== WORK TO BE COMPLETED ==
Copy the material that follows word for word and omit its pictures.
.....
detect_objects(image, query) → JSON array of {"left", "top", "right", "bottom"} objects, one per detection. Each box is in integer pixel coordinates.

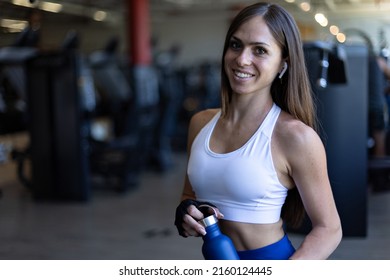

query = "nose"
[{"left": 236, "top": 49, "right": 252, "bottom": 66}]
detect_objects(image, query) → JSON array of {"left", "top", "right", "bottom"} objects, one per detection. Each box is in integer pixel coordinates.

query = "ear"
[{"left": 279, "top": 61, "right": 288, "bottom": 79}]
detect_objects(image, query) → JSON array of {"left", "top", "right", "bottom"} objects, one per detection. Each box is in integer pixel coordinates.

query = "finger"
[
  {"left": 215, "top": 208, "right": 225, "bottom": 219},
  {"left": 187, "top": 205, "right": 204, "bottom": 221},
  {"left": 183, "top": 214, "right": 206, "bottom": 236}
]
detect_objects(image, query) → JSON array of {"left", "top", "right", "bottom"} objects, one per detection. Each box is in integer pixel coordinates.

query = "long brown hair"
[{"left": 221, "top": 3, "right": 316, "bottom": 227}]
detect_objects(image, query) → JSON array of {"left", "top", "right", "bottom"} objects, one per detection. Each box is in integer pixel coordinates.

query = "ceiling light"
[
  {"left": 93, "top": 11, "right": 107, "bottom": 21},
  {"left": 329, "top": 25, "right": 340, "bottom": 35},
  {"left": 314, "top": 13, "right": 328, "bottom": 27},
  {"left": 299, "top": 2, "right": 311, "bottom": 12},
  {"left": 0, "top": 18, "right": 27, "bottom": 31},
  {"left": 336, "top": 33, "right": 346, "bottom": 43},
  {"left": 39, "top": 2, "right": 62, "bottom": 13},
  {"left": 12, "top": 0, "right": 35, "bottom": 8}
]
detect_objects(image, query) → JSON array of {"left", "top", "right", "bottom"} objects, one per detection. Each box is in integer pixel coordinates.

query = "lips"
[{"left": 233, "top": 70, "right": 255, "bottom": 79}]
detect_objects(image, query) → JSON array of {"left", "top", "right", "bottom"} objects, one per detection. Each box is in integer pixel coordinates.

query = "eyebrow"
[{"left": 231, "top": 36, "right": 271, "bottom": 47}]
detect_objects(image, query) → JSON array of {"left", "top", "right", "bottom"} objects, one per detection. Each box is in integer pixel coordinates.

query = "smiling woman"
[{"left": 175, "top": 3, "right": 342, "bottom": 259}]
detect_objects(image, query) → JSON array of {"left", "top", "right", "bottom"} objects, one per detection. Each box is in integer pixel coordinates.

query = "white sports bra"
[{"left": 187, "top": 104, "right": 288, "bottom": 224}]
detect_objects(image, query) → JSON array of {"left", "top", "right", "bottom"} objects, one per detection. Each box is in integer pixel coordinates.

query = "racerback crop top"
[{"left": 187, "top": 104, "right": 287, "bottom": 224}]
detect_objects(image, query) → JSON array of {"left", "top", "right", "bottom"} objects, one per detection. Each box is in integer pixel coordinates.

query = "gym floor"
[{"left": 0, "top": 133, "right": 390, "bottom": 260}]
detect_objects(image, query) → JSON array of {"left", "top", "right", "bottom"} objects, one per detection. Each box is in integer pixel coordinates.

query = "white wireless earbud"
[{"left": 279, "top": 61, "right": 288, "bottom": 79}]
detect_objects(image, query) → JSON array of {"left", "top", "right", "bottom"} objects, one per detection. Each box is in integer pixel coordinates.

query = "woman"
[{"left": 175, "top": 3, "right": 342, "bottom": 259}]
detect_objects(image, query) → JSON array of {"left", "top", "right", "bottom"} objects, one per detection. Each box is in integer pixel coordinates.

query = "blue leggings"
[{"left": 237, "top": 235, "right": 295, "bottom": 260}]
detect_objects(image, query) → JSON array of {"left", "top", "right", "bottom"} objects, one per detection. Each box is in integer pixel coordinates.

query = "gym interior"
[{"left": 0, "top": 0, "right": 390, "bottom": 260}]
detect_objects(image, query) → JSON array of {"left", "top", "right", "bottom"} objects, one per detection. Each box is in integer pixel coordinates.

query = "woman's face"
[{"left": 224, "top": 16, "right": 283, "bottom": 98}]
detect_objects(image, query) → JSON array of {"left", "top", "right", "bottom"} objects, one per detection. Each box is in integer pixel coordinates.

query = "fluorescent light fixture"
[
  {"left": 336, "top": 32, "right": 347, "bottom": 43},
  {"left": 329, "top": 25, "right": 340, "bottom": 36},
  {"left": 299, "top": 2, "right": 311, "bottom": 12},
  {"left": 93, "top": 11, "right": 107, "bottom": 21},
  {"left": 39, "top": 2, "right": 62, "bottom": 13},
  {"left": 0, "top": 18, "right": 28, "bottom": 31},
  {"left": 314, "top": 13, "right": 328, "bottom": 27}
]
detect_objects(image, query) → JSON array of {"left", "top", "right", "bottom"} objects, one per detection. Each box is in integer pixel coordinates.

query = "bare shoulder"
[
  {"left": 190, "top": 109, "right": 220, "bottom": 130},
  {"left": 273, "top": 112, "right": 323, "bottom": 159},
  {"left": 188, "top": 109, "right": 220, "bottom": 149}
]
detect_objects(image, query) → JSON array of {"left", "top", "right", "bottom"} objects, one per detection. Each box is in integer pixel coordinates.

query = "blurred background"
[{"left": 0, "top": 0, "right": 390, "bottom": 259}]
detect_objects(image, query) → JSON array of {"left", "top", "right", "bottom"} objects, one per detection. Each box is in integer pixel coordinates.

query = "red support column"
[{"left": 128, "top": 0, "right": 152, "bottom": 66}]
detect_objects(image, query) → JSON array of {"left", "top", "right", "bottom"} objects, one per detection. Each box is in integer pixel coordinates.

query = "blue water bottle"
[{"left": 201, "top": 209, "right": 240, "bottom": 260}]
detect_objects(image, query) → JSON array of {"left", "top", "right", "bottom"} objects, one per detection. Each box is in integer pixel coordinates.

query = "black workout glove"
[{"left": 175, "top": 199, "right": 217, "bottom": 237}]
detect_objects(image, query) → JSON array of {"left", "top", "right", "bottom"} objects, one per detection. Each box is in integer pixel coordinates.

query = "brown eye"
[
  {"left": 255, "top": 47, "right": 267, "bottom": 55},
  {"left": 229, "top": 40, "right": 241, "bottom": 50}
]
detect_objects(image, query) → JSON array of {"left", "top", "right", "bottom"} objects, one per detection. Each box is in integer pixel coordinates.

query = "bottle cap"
.....
== RESULT OF THE EXERCISE ==
detect_objects(image, query) → JSON array of {"left", "top", "right", "bottom"} objects, one per detection. Each box is in integer pixel coordinates.


query = "nose"
[{"left": 236, "top": 49, "right": 252, "bottom": 66}]
detect_objects(image, query) → JSON array of {"left", "top", "right", "bottom"} objects, one per detection. Each box is in integer pixel coordinates.

query = "ear"
[{"left": 279, "top": 61, "right": 288, "bottom": 79}]
detect_objects(image, query) → JSON array of {"left", "top", "right", "bottom"} objects, one per detection. Each box is in integer pixel coordinates.

query = "finger"
[
  {"left": 215, "top": 208, "right": 225, "bottom": 219},
  {"left": 187, "top": 205, "right": 204, "bottom": 221},
  {"left": 183, "top": 214, "right": 206, "bottom": 236}
]
detect_objects(image, query) → JSON array of {"left", "top", "right", "bottom"} objects, one per detection. Each box is in integer pixel coordinates.

query = "long brown hair"
[{"left": 221, "top": 3, "right": 316, "bottom": 227}]
detect_objects(image, query) → JSON array of {"left", "top", "right", "bottom"} objects, one per detection. Each box is in integer pixel coordinates.

query = "ceiling light"
[
  {"left": 93, "top": 11, "right": 107, "bottom": 21},
  {"left": 329, "top": 25, "right": 340, "bottom": 35},
  {"left": 314, "top": 13, "right": 328, "bottom": 27},
  {"left": 299, "top": 2, "right": 311, "bottom": 12},
  {"left": 0, "top": 18, "right": 27, "bottom": 31},
  {"left": 336, "top": 33, "right": 346, "bottom": 43},
  {"left": 39, "top": 2, "right": 62, "bottom": 13},
  {"left": 12, "top": 0, "right": 35, "bottom": 8}
]
detect_objects(image, query) → JSON array of {"left", "top", "right", "bottom"} objects, one per detection. Each box is in integer pixel coordinates.

query = "lips"
[{"left": 233, "top": 70, "right": 255, "bottom": 79}]
detect_objects(image, query) → JSON array of {"left", "top", "right", "bottom"} objects, one per detection. Each box is in integer pixel coordinates.

query = "eyebrow"
[{"left": 231, "top": 36, "right": 271, "bottom": 47}]
detect_objects(image, query) → JSON array of {"left", "top", "right", "bottom"} objects, one per detection. Each box is in integer pixel coordinates.

query = "smiling woman"
[{"left": 175, "top": 3, "right": 342, "bottom": 259}]
detect_objects(image, query) → JSON array of {"left", "top", "right", "bottom"} objects, one per detection. Each box is in integer pixel coordinates.

query = "white sports bra"
[{"left": 187, "top": 104, "right": 288, "bottom": 224}]
detect_objects(image, query) → JSON array of {"left", "top", "right", "bottom"} objects, one per detection. Each box is in integer pixel coordinates.

query = "racerback crop top"
[{"left": 187, "top": 104, "right": 287, "bottom": 224}]
detect_objects(image, query) → JSON array of {"left", "top", "right", "bottom"} objects, one per detection. Each box is in integer pixel coordinates.

query = "gym floor"
[{"left": 0, "top": 133, "right": 390, "bottom": 260}]
detect_objects(image, query) → JSON array of {"left", "top", "right", "bottom"} objects, one per detection. Each box is in integer pixel coordinates.

query = "white wireless earbud"
[{"left": 279, "top": 61, "right": 288, "bottom": 79}]
detect_objects(image, query) → JSON array of {"left", "top", "right", "bottom"} objects, one per detection. Each box is in integer pixel coordinates.

query = "woman"
[{"left": 175, "top": 3, "right": 342, "bottom": 259}]
detect_objects(image, query) → JSON array of {"left", "top", "right", "bottom"} objects, one per detection. Each box is in integer pixel coordinates.

query = "blue leggings"
[{"left": 237, "top": 235, "right": 295, "bottom": 260}]
detect_objects(image, query) → JSON array of {"left", "top", "right", "bottom"} objects, one per detection. Each box is in integer pixel coordinates.

query = "gym interior"
[{"left": 0, "top": 0, "right": 390, "bottom": 260}]
detect_objects(image, query) → JSON array of {"left", "top", "right", "bottom"} objects, one per detection. Each box is in integer pixel coordinates.

query = "woman's face"
[{"left": 224, "top": 16, "right": 283, "bottom": 98}]
detect_objects(image, query) → JSON array of {"left", "top", "right", "bottom"} objects, one per detection. Each box is in integer pixel coordinates.

query = "fluorescent light fixture"
[
  {"left": 336, "top": 32, "right": 347, "bottom": 43},
  {"left": 329, "top": 25, "right": 340, "bottom": 36},
  {"left": 299, "top": 2, "right": 311, "bottom": 12},
  {"left": 93, "top": 11, "right": 107, "bottom": 21},
  {"left": 39, "top": 2, "right": 62, "bottom": 13},
  {"left": 0, "top": 18, "right": 28, "bottom": 31},
  {"left": 314, "top": 13, "right": 328, "bottom": 27}
]
detect_objects(image, query) → JSON array of {"left", "top", "right", "bottom"} objects, one per detection. Each box is in integer pixel coordinates.

query = "bare shoulder"
[
  {"left": 190, "top": 109, "right": 220, "bottom": 130},
  {"left": 273, "top": 112, "right": 323, "bottom": 159},
  {"left": 188, "top": 109, "right": 220, "bottom": 149}
]
detect_objects(image, query) → JSON array of {"left", "top", "right", "bottom"} objects, one per detection. Each box is in integer pixel coordinates.

query = "blurred background"
[{"left": 0, "top": 0, "right": 390, "bottom": 259}]
detect_objects(image, query) → JSON array of {"left", "top", "right", "bottom"} objects, one per detection. Each box is in integer pixel coordinates.

query = "red support column"
[{"left": 128, "top": 0, "right": 152, "bottom": 66}]
detect_objects(image, query) → JSON array of {"left", "top", "right", "bottom"} objects, one per detection. Each box is in integer pixel coordinates.

query = "blue water bottle"
[{"left": 201, "top": 209, "right": 240, "bottom": 260}]
detect_objects(image, query) → JSON array of {"left", "top", "right", "bottom"} objects, one per detection. Each box is in integer pixel coordinates.

query = "black workout glove"
[{"left": 175, "top": 199, "right": 217, "bottom": 237}]
detect_objects(image, query) → JSON array of {"left", "top", "right", "bottom"} objects, one per detection. Each box is in integer pixel coordinates.

query = "brown eye"
[
  {"left": 255, "top": 47, "right": 267, "bottom": 55},
  {"left": 229, "top": 40, "right": 241, "bottom": 50}
]
detect_objects(image, query) → JSON array of {"left", "top", "right", "bottom"} objects, one per detection. Each box is in integer pixel coordinates.

query = "bottle cap"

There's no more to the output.